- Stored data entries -
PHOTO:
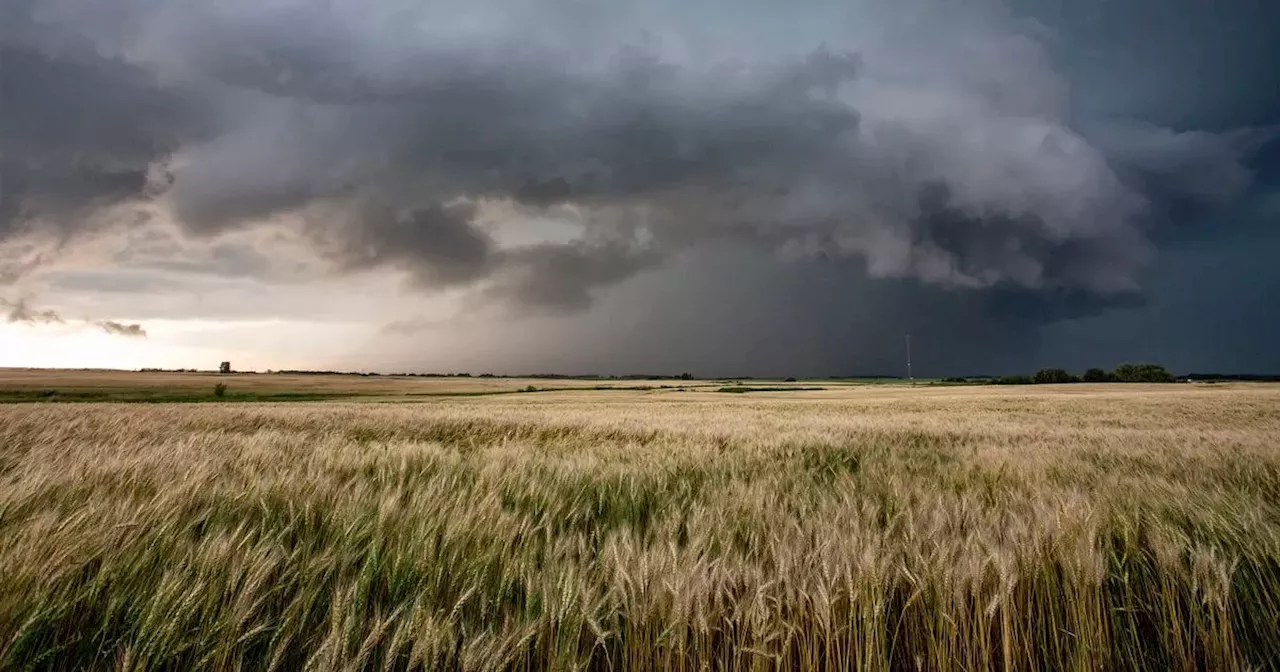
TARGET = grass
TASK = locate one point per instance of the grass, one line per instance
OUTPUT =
(1077, 528)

- Work required -
Repeat each entry exactly as given; no pictures belong in the copy.

- Answer to this problem -
PHOTO:
TARGET = grass
TASK = locate one point per instance of the grass, one line per instance
OUTPUT =
(1077, 528)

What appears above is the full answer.